> **AIM**
Put every item below into a two-column CSV with the header row text,answer. Give one row per item, with each field in double quotes and line breaks replaced by spaces, and leave the pictures out.

===============

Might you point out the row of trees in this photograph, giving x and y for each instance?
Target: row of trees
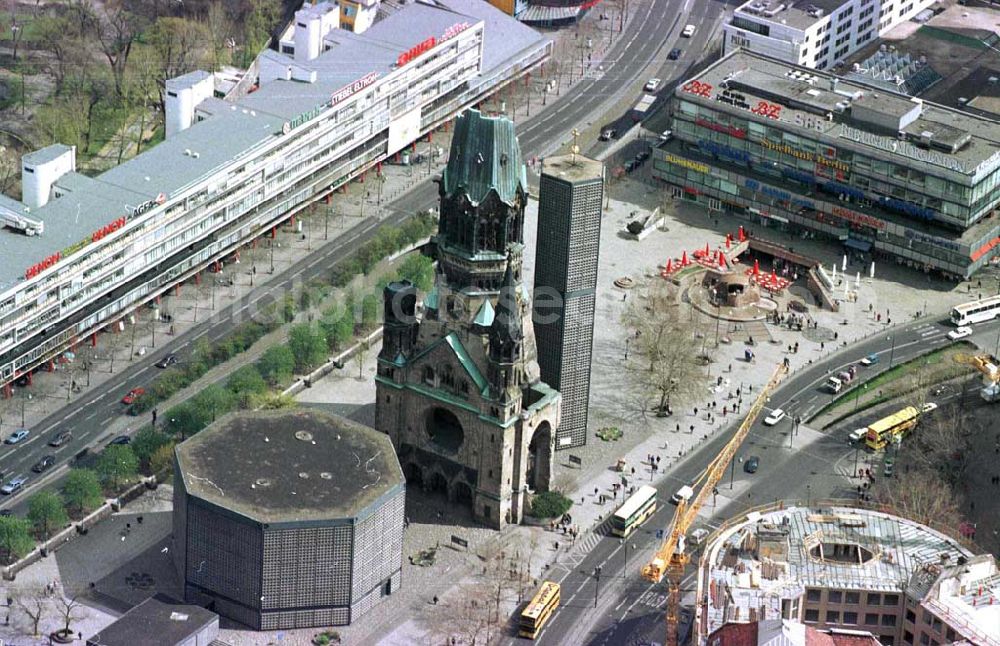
(109, 61)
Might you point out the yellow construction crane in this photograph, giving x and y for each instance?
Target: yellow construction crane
(985, 364)
(671, 558)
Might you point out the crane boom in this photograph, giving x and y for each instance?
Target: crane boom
(671, 558)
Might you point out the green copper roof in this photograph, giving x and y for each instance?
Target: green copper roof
(484, 156)
(430, 301)
(484, 318)
(463, 358)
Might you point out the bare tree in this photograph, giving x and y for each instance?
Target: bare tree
(923, 495)
(69, 609)
(220, 30)
(116, 29)
(35, 606)
(664, 360)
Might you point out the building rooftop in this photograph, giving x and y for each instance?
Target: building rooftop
(235, 129)
(573, 168)
(485, 156)
(289, 466)
(157, 621)
(849, 111)
(755, 563)
(798, 15)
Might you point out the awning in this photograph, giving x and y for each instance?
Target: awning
(545, 15)
(860, 245)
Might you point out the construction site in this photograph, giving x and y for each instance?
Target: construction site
(848, 568)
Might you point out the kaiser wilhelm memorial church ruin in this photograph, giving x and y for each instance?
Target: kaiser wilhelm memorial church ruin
(458, 388)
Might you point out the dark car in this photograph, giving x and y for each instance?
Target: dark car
(61, 439)
(44, 464)
(167, 361)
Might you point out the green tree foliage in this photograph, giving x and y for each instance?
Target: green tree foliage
(15, 538)
(82, 491)
(47, 514)
(549, 504)
(185, 420)
(277, 364)
(162, 462)
(246, 382)
(308, 346)
(116, 466)
(419, 270)
(260, 22)
(146, 442)
(212, 402)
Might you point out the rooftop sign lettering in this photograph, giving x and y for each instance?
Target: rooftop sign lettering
(903, 148)
(415, 51)
(352, 88)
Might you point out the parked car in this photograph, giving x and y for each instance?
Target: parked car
(61, 439)
(132, 395)
(44, 464)
(167, 361)
(960, 333)
(17, 436)
(776, 416)
(13, 485)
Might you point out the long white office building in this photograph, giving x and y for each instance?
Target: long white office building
(814, 33)
(81, 252)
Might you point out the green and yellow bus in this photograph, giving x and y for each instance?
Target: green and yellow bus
(539, 609)
(634, 511)
(885, 430)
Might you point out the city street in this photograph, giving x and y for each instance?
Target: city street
(624, 64)
(629, 609)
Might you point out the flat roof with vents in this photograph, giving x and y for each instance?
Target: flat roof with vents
(847, 112)
(289, 466)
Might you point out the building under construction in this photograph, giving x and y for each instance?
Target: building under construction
(849, 568)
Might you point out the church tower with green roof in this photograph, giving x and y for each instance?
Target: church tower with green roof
(458, 385)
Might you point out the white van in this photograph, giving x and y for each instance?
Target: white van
(684, 493)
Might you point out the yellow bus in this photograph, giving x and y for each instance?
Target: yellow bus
(883, 431)
(634, 511)
(538, 610)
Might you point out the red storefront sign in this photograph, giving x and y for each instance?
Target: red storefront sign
(733, 131)
(107, 229)
(415, 51)
(39, 267)
(857, 218)
(697, 88)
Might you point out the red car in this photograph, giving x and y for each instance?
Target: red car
(132, 395)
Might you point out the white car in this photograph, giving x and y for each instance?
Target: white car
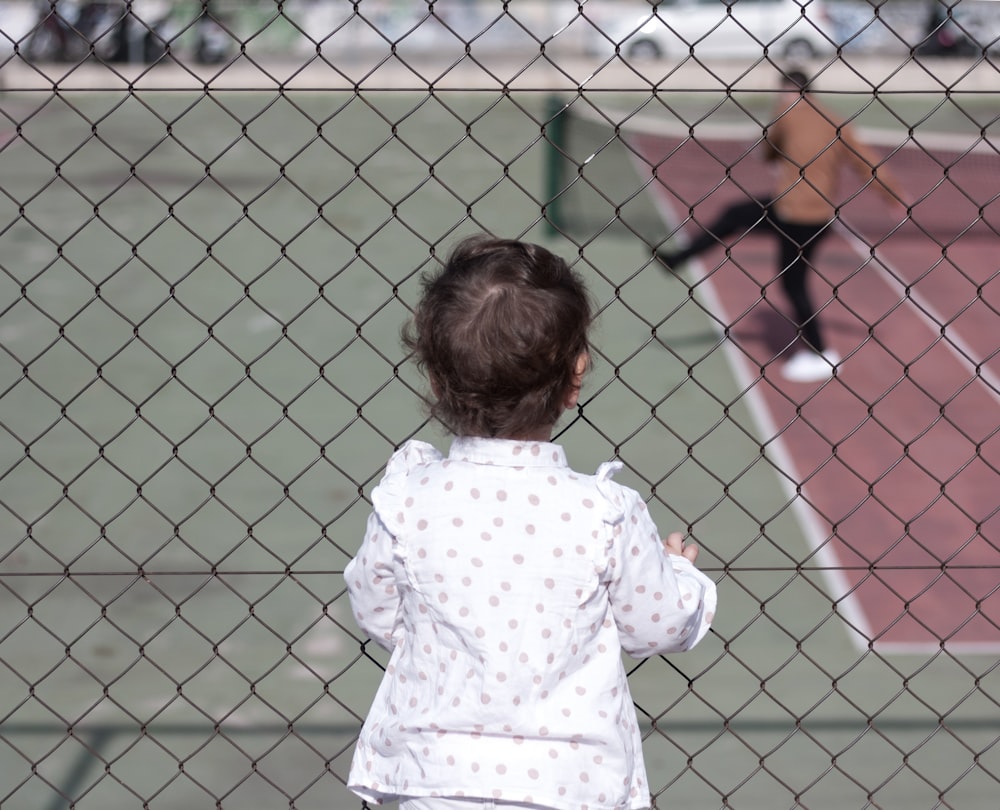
(786, 29)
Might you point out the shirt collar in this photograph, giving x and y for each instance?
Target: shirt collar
(507, 452)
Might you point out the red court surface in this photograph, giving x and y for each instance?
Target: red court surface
(898, 456)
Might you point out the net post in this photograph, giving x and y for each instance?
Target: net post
(555, 136)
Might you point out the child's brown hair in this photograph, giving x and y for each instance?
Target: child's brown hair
(499, 332)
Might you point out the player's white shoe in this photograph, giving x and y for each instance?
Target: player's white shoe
(809, 366)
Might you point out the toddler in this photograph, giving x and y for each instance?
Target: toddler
(505, 584)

===============

> **REPLY TO THE EXERCISE**
text,answer
"Might you point out the row of trees in this photograph, giving x and y for each instance? Target: row of trees","(109, 61)"
"Might you point out the yellow construction crane in this photograph, giving x and y for each instance? Target: yellow construction crane","(985, 364) (671, 558)"
"Might you point out the crane boom in this photograph, giving x and y for each instance? Target: crane boom","(671, 558)"
"Might you point out the green copper roof in this photograph, giving x and y for each instance? Target: green copper roof","(484, 156) (430, 301) (484, 318) (463, 358)"
"Might you point out the bare tree in this photograph, giving x and y for each instance? Target: bare tree","(923, 495) (69, 609) (220, 30) (116, 29) (35, 606) (664, 360)"
"Might you point out the building rooftop in this photograph, giving x and y for each instance? Target: building rooftop","(235, 129) (573, 168) (485, 156) (289, 466) (157, 621) (849, 111) (755, 563) (798, 15)"
"Might you point out the awning in this photograph, giving x and y for each instance? Target: awning","(545, 15) (860, 245)"
"Might you point out the construction site in this photograph, giving x and y for each instance? Target: construction site","(848, 568)"
"Might you point out the kaiser wilhelm memorial church ruin in this photograph, giving x and y for each instance? Target: kaiser wilhelm memorial church ruin","(458, 388)"
"Might you point out the dark car in this photograph, giving x and y for each instance? Target: dark car","(61, 439) (44, 464) (167, 361)"
"Might you point out the green tree foliage in this photograph, giving x and y for each instance? Target: green tree foliage","(15, 538) (82, 491) (47, 514) (549, 504) (185, 420) (277, 364) (162, 462) (246, 382) (308, 346) (116, 466) (419, 270) (260, 22) (146, 442) (212, 402)"
"Might you point out the rooftop sign lettering in this photograph, giving x and y for each instance? Target: rooftop sign lettering","(903, 148) (415, 51) (352, 88)"
"Might you point out the parked car in this photograph, giving x and y for each instance? Target: parked car","(61, 439) (132, 395) (44, 464) (167, 361) (960, 333) (17, 436) (776, 416) (13, 485)"
"Might you point out the long white office building in this photograph, giving x and y for each instance? Target: long white office building","(814, 33) (81, 252)"
"Might you point out the green and yellow bus in this photograph, giving x and y for each instance? Target: green and yellow bus","(539, 609) (634, 511) (885, 430)"
"Might you point out the city street in this photograph, giving x and y for each instance? Target: city street","(624, 64) (629, 609)"
"Might you point out the flat roof with vents in this photograph, giving x and y for each instance? Target: flat roof with vents","(847, 112) (289, 466)"
"Might you point out the building under construction in this photograph, giving x and y for each instance? Target: building under construction","(849, 568)"
"Might you point out the church tower with green roof in this photograph, giving x and y for each instance? Target: church tower with green roof","(458, 385)"
"Might you point out the white van in this photograph, giving x and y for each instance? Target: white van","(684, 493)"
"Might you point out the yellow bus in this photograph, giving x and y for each instance? Target: yellow bus","(883, 431) (634, 511) (538, 610)"
"Might you point out the red storefront sign in this photograph, giving x and y for each instance? Target: red storefront sign","(733, 131) (107, 229) (415, 51) (39, 267) (857, 218) (697, 88)"
"Might you point out the red car in this photograph, giving x and y for each instance? Target: red car","(132, 395)"
"Might you point out the white car in this photograph, giving x and y for each instance? Target: white car","(786, 29)"
"Might you point out the shirt collar in this photograph, giving x and y for each instance? Target: shirt collar","(507, 452)"
"Might you point out the red court surface in this photograph, giving x and y for each instance? Target: red court surface","(898, 456)"
"Might you point out the net post in this photograph, giving x and y for each instance? Target: net post","(555, 136)"
"Might you point out the child's brown hair in this photograph, giving x and y for each instance? Target: child's brown hair","(499, 332)"
"Might you point out the player's white shoe in this photograph, giving x and y for each instance? Target: player's white shoe","(809, 366)"
"Might you point out the toddler in this photograph, giving x and y for each instance? Target: toddler","(505, 584)"